-------- Seitenauszug --------

Adolf Rehaag und seine Tochter Marianne am Wegekreuz ihrer Familie. Drei Aktive des Nierswalder Heimatvereins - Gerd Engler, Richard Dittrich und Gustav Kade (v.l.) -setzten sich für die Restaurierung ein.

Foto: stade

Die eigentliche Heldin dieser Geschichte kommt nur indirekt vor, weil sie schon lange nicht mehr lebt. Schließlich sind ihre Kinder alle in den 80ern. Luzia Rehaag, in Nierswalde auch in der Erinnerung noch eine Institution, wurde 1947 als junge Witwe mit ihren Kindern aus dem Ermland in Ostpreußen vertrieben. Denn die Heimat gehörte inzwischen zu Polen, die Deutschen mussten raus. Einige ältere Kinder hatten sich zu dieser Zeit schon auf eigene Füße gestellt, sechs der zwölf, die sie geboren hatte, stiegen in den Güterzug, der die Familie in mehrtägiger Fahrt nach Magdeburg brachte.

--------

Aufgabenstellung: Führe den Zeitungsbericht über Luzia Rehaag und das Wegekreuz der Familie in Nierswalde im Anschluss an seinen letzten Satz weiter. Das anschließende Material stammt aus einer anderen Quelle als der Zeitungsbericht.

-------- Bereitgestellte Daten --------

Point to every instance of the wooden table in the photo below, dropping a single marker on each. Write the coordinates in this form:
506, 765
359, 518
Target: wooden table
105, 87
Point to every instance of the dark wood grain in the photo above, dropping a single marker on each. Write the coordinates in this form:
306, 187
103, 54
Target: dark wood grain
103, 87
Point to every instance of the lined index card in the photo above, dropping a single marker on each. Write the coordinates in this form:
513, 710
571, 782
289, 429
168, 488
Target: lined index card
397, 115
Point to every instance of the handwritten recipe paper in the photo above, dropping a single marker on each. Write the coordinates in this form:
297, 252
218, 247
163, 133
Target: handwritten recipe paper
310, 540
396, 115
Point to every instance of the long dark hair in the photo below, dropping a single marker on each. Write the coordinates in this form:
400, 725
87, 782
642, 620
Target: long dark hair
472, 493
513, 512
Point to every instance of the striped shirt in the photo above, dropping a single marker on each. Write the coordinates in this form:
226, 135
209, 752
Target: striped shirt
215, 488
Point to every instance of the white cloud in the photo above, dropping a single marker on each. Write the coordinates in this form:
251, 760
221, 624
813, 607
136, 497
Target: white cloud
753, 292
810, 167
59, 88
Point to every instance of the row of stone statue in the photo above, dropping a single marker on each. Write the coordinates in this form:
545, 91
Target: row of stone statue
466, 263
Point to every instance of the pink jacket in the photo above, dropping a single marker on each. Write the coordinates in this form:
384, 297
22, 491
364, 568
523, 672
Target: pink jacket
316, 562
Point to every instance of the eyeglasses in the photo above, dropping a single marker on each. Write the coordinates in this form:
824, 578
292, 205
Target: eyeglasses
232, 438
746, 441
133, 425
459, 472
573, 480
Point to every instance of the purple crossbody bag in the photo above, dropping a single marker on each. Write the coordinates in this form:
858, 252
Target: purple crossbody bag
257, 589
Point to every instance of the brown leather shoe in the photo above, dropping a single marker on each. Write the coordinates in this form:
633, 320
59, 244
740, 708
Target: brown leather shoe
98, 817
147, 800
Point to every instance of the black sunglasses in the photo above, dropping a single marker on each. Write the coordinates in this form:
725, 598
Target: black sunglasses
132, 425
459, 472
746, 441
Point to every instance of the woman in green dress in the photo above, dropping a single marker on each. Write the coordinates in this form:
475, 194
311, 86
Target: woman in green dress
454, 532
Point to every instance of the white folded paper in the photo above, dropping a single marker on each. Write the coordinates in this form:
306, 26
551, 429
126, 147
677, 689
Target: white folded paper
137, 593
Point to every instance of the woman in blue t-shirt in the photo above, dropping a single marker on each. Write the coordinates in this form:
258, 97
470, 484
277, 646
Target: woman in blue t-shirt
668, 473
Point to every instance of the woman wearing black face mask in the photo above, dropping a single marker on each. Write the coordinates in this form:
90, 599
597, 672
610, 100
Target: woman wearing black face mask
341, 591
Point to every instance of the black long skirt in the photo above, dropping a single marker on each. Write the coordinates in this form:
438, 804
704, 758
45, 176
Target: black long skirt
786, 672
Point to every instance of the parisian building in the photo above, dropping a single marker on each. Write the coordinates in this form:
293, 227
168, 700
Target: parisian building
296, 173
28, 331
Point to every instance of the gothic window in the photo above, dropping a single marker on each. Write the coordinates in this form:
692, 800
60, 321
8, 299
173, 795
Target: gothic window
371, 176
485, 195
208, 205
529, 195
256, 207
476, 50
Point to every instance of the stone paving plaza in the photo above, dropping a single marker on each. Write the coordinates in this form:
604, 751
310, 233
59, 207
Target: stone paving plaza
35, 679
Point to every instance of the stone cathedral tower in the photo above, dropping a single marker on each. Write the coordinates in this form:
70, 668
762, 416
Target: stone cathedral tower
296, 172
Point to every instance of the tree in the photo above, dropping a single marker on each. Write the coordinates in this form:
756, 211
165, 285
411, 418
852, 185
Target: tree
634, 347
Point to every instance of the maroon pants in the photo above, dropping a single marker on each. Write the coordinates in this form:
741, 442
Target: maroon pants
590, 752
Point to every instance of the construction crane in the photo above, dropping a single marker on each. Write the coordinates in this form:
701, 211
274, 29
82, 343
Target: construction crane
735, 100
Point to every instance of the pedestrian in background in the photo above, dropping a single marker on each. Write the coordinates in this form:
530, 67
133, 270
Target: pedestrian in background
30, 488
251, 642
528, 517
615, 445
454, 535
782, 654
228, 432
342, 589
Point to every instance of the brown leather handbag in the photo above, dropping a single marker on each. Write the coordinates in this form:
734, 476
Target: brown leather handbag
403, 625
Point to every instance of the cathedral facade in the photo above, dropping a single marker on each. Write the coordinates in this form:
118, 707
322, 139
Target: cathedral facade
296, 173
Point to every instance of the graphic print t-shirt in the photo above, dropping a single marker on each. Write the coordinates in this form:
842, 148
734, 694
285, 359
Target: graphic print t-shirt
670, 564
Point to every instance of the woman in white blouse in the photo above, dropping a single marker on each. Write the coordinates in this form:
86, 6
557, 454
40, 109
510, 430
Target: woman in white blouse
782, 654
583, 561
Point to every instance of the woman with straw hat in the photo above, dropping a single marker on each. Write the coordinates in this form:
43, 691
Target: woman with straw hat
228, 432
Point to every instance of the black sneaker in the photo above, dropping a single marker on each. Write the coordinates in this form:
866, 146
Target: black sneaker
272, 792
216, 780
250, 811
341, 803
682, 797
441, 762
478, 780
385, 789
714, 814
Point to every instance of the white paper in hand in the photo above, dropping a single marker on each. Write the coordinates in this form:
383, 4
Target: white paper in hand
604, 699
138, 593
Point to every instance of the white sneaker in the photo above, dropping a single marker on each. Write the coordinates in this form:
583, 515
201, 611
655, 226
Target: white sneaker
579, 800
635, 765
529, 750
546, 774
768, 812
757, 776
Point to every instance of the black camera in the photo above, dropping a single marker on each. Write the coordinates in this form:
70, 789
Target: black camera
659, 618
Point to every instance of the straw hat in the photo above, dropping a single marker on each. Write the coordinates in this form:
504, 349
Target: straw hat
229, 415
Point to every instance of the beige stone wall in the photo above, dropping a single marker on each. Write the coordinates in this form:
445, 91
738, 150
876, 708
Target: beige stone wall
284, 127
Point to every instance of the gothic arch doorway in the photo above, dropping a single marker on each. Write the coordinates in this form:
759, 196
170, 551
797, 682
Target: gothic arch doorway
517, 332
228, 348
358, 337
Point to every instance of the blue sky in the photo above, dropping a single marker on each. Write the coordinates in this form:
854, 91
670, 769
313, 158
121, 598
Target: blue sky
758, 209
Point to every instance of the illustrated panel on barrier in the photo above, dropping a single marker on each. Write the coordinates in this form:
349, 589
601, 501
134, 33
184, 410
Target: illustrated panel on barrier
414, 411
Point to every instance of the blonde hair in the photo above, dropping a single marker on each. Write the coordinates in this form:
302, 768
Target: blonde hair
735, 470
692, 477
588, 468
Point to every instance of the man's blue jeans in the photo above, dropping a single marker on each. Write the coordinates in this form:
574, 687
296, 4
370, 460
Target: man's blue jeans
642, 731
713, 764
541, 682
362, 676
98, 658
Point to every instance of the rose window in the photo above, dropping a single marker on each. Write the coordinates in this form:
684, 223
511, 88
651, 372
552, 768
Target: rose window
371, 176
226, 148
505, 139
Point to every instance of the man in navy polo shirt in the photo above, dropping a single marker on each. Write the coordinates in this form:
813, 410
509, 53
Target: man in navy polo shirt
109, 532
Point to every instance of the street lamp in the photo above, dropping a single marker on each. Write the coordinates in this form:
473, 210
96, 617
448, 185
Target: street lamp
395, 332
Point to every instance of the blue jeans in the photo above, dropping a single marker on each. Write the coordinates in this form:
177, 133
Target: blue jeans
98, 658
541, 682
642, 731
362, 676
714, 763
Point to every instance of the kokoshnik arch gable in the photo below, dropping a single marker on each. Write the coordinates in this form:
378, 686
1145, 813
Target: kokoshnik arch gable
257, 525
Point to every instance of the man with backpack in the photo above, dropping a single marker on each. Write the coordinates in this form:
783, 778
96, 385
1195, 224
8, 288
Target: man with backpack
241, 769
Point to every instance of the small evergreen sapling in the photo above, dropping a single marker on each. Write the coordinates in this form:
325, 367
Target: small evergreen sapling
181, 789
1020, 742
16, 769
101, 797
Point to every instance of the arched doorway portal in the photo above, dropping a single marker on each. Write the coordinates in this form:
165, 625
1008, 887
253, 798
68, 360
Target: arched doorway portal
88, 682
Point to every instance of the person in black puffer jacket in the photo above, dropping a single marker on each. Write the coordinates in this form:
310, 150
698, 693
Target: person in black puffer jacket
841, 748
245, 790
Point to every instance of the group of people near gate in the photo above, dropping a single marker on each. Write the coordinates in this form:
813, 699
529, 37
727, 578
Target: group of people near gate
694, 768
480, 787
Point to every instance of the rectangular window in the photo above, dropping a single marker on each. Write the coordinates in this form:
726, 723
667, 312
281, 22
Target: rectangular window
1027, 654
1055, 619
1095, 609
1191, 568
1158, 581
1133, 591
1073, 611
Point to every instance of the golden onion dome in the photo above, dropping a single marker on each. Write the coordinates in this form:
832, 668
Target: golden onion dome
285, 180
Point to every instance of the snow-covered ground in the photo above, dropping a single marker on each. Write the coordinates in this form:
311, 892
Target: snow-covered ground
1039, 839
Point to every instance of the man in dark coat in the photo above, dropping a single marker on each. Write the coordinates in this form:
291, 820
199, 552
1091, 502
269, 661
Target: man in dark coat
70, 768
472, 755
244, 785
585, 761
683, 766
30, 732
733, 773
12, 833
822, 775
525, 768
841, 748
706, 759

--------

Ergebnis der Aufgabe:
Wie die Rehaags nach Louisendorf kamen und warum ein Wegekreuz an der Waldstraße ihren Namen trägt - darum soll's hier gehen.

Dass die Ostpreußen, die im Lager Wipperfürth auf ihre Zuweisung warteten, am Niederrhein landeten, ist weitgehend ein Zufall. Eigentlich sollten sie in Monschau angesiedelt werden, aber die Weiterreise verzögerte sich immer wieder. Wichtig war den Ostpreußen, in eine katholische Gegend zu kommen. "Ein Bruder war schon in Pfalzdorf, da hat meine Mutter entschieden, dass wir uns auf den Weg dorthin machen sollten", erinnert sich Adolf Rehaag. Vor Ort angekommen, gelang es dem Bürgermeister nicht, die heimatlose Familie in dem Haus unterzubringen, das er für sie vorgesehen hatte. "Die wollten uns da nicht. Aber da hat meine Mutter gesagt: ,Ihr wartet hier, und ich werde mich mal selbst um die Sache kümmern.'" Mit der Folge, dass die Wohnung im Haus des Bauern dann doch bezogen werden konnte.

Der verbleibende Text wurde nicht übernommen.